Оккупация. Правда и мифы
Шрифт:
У группы Казанцева был еще один объект для охоты — Кабан. Под этим псевдонимом скрывался в документах НКВД и партизан глава Русской освободительной армии (РОА) генерал Андрей Андреевич Власов. Покушение готовилось на тот случай, если Власов приедет в Минск. Кроме того, люди Казанцева старались завербовать находившихся в городе офицеров РОА, чтобы потом с их помощью осуществить теракт против генерала в Берлине. В отчете Пономаренко, составленном в Минске 2 августа 1944 года, Казанцев сообщал, что они завербовали
«подполковника Соболенко Д. А., псевдоним «Ветлугин», командира группы пропагандистов РОА в Минске… Подполковник Соболенко Дмитрий Аврамович (см. его дело) нами завербован в основном для того, чтобы завершить дело по «Кабану». Обработка Соболенко, псевдоним «Ветлугин»,
Через него мы хотели наладить работу на Берлин и переслать туда письма к генералам из «Русского Комитета» (с предложением уничтожить Власова и тем искупить свою вину перед родиной. — Б. С), инструкцию нашей агентуре и яд для «Кабана». Все это было передано своевременно с подробными указаниями, но 7.4.44 г. его арестовало минское СД (гестапо), как выяснилось теперь через его жену, по связям группы Градова, с которым он также работал, скрывая это от нас. Имеются предположения, что наши письма и яд он сумел переслать в Берлин до своего ареста. Об этом нам сообщила его жена, проживающая в данное время в Минске на Московской улице, д. 4, кв. 2… Возможно по имеющемуся у меня письму связаться с начальником канцелярии «Кабана» — Калугиным Михаилом Алексеевичем и рядом других русских офицеров, находящихся на территории Германии, обработанных нами или намеченных к обработке…»
Дмитрий Аврамович Соболенко (судя по отсылке Казанцева к его личному делу, Соболенко — настоящая фамилия подполковника-власовца) был личностью примечательной, и менять фамилии ему приходилось неоднократно. Скорее всего, Дмитрий Аврамович вел с майором Казанцевым двойную игру. Дело в том, что всего через семь месяцев после своего исчезновения из Минска он возглавил под именем Н. В. Тензорова управление безопасности образованного Власовым с санкции немцев Комитета освобождения народов России (КОНР). Ясно, что СД никогда бы не допустило назначения на такой пост человека, заподозренного в связях с советским подпольем в Минске. Очевидно, легенда об аресте понадобилась для того, чтобы объяснить внезапное исчезновение Соболенко-Ветлугина-Тензорова из белорусской столицы.

◆ СОХРАНЁННЫЕ ДАННЫЕ ◆
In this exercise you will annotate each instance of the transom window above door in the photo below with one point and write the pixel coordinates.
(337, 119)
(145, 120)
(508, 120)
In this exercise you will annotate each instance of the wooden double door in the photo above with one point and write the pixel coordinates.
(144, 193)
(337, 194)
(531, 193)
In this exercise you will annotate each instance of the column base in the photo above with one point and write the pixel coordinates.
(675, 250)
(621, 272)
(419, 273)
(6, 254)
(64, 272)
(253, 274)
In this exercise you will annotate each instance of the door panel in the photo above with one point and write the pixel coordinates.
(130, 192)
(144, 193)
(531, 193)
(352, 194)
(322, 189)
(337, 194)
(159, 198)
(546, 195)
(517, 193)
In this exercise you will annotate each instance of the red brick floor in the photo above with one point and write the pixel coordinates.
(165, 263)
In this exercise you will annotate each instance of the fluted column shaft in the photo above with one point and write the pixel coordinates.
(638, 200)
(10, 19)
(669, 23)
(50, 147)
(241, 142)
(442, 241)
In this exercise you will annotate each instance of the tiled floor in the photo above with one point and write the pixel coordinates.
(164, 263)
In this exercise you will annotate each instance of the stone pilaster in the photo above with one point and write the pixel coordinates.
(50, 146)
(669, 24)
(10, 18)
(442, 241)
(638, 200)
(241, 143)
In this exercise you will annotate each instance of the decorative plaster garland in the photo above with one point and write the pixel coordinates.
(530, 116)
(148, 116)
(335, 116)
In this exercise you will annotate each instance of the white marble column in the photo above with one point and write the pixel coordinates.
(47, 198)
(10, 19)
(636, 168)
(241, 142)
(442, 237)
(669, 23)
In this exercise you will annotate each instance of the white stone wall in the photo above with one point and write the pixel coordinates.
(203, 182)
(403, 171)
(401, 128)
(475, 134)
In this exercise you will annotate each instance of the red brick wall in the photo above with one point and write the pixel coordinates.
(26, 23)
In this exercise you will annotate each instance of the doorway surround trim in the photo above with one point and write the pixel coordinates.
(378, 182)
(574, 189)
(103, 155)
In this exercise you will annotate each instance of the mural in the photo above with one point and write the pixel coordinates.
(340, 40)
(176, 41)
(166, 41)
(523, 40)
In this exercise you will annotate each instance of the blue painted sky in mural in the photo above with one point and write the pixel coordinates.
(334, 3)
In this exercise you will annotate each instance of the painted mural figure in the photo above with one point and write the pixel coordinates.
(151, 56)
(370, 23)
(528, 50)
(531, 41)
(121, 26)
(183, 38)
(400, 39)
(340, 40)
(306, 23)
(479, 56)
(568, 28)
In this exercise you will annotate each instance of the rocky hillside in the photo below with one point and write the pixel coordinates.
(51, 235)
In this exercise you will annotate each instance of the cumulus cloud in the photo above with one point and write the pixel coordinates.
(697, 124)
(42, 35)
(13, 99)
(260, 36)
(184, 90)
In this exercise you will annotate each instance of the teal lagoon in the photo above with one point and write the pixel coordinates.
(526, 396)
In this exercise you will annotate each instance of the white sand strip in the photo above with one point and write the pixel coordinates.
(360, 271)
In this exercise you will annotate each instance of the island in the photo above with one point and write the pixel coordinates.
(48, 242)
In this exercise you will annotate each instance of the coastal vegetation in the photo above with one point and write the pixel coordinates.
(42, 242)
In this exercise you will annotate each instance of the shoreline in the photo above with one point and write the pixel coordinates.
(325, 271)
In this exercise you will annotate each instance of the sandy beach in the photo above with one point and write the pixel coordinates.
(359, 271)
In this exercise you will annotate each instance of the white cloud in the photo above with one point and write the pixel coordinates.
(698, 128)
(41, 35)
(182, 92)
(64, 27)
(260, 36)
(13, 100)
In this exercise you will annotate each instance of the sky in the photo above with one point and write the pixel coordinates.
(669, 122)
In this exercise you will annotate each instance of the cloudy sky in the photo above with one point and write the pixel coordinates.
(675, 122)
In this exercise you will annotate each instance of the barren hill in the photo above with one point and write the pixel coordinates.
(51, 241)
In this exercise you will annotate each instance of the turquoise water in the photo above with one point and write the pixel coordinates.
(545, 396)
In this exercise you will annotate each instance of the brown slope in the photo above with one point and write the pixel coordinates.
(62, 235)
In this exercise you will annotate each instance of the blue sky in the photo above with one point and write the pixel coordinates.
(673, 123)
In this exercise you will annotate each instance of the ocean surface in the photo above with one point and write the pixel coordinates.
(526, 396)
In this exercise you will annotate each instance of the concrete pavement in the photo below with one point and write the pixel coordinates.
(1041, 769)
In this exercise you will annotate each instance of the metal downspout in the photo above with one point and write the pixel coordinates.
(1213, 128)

◆ ЗАДАНИЕ A ◆
Повторите дословно отрывок из текста документа от слов «Дмитрий Аврамович Соболенко» до слов «из белорусской столицы.» включительно.
◆ ЗАДАНИЕ B ◆
Перечислите всё, что, согласно тексту документа, через Соболенко собирались переслать в Берлин.
◆ ЗАДАНИЕ C ◆
Под каким именем, согласно тексту документа, Соболенко возглавил управление безопасности КОНР?
Данные представляют собой отдельный материал.

◆ ГОТОВЫЙ ОТВЕТ A ◆
Дмитрий Аврамович Соболенко (судя по отсылке Казанцева к его личному делу, Соболенко — настоящая фамилия подполковника-власовца) был личностью примечательной, и менять фамилии ему приходилось неоднократно. Скорее всего, Дмитрий Аврамович вел с майором Казанцевым двойную игру. Дело в том, что всего через семь месяцев после своего исчезновения из Минска он возглавил под именем Н. В. Тензорова управление безопасности образованного Власовым с санкции немцев Комитета освобождения народов России (КОНР). Ясно, что СД никогда бы не допустило назначения на такой пост человека, заподозренного в связях с советским подпольем в Минске. Очевидно, легенда об аресте понадобилась для того, чтобы объяснить внезапное исчезновение Соболенко-Ветлугина-Тензорова из белорусской столицы.

◆ ГОТОВЫЙ ОТВЕТ B ◆
- письма к генералам из «Русского Комитета»
- инструкция агентуре
- яд для «Кабана»

◆ ГОТОВЫЙ ОТВЕТ C ◆
Под именем Н. В. Тензорова.